--- Start MATERIALS PROVIDED ---

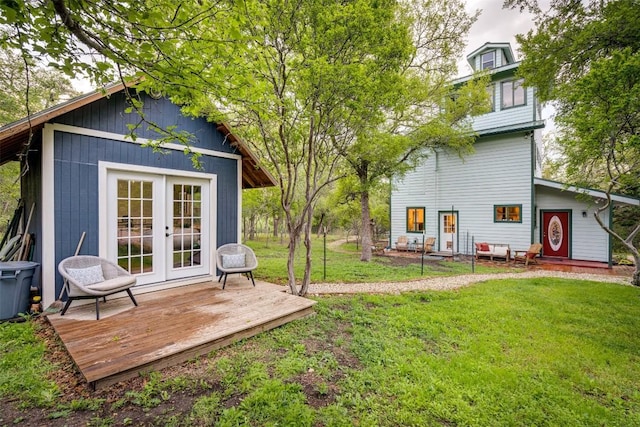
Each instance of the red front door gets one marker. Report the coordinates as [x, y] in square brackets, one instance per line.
[555, 233]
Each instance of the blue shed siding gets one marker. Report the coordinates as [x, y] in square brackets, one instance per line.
[108, 115]
[76, 171]
[31, 192]
[76, 186]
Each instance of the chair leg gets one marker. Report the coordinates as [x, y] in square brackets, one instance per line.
[66, 306]
[132, 298]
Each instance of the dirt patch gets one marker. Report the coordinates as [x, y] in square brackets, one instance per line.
[121, 402]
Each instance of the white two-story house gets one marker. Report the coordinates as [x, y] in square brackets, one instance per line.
[496, 194]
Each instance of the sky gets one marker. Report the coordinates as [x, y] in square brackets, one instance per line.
[494, 24]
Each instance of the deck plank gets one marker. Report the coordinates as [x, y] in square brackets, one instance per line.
[170, 326]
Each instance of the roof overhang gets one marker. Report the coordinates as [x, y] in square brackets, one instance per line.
[15, 137]
[495, 73]
[596, 194]
[520, 127]
[504, 46]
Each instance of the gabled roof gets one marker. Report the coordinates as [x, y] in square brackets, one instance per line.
[14, 136]
[504, 46]
[597, 194]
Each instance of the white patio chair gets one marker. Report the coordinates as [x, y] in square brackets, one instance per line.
[236, 258]
[92, 277]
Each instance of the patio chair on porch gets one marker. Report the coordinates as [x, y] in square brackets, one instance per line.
[92, 277]
[528, 256]
[428, 244]
[236, 258]
[402, 244]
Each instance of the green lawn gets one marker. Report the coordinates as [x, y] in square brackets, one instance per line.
[534, 352]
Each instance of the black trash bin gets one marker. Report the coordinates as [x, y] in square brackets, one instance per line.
[15, 284]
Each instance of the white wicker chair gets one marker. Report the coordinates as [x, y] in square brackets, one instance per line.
[92, 277]
[236, 258]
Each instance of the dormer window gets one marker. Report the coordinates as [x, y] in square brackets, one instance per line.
[488, 60]
[513, 93]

--- End MATERIALS PROVIDED ---

● **GOAL**:
Copy every entry above line for line, with no changes, and leave the pictures out.

● **TASK RESPONSE**:
Each instance of the red front door gets one marker. Report the coordinates as [x, y] in square brackets, one instance per line.
[555, 233]
Each instance of the blue shed siding gets one marker. Report the coordinates as [x, y] in square brackets, one instance per line.
[108, 115]
[76, 171]
[31, 192]
[76, 186]
Each instance of the chair leg gets one marker. Report the coordinates as [x, y] in square brackets, one instance per line.
[66, 306]
[132, 298]
Each instance of the dirt patch gets one marker. Report the coordinates as [x, y] in square brackets, one instance per line.
[121, 402]
Each instance of the white two-story house gets one marker. Report the coordinates as [x, y] in square brackets, one instance per line.
[496, 194]
Each instance of the sky gets one marker. Report the coordinates as [x, y] in square brackets, one instance per line.
[494, 24]
Each instance of the deck plank gets one marker. Report the coordinates as [x, y] in square brackets, one instance per line.
[170, 326]
Each instance of the roof overhang gets one marker. Report the coordinates as [x, y] in square brackets, one instance per line.
[15, 137]
[495, 73]
[596, 194]
[520, 127]
[504, 46]
Each instance of the gabled roof gets one marker. Report the coordinates as [x, y] in square brackets, one instance per line.
[14, 136]
[504, 46]
[597, 194]
Each instance of the white patio chair gets one marker. Report the coordinates as [x, y] in square brackets, one instance per line.
[236, 258]
[92, 277]
Each instance of the patio chair on porch gets one marker. Report the coordinates as [x, y] in square brackets, one instance per line.
[92, 277]
[528, 256]
[428, 244]
[236, 258]
[402, 244]
Each instance of the green lawn gets one marker. Report the coordinates as [x, y] in square brackets, one instance per line.
[534, 352]
Each instance of the black trash bin gets one marker. Report the coordinates as [x, y] in square brackets, one instance per line.
[15, 284]
Each instance of the white wicker chair gets one marker. Report the coordinates as [x, y] in square brackets, one instance per line.
[92, 277]
[236, 258]
Each instance of the dormer window gets one marker. Report the coordinates as [x, y] in square brackets, one instance per line.
[488, 60]
[513, 93]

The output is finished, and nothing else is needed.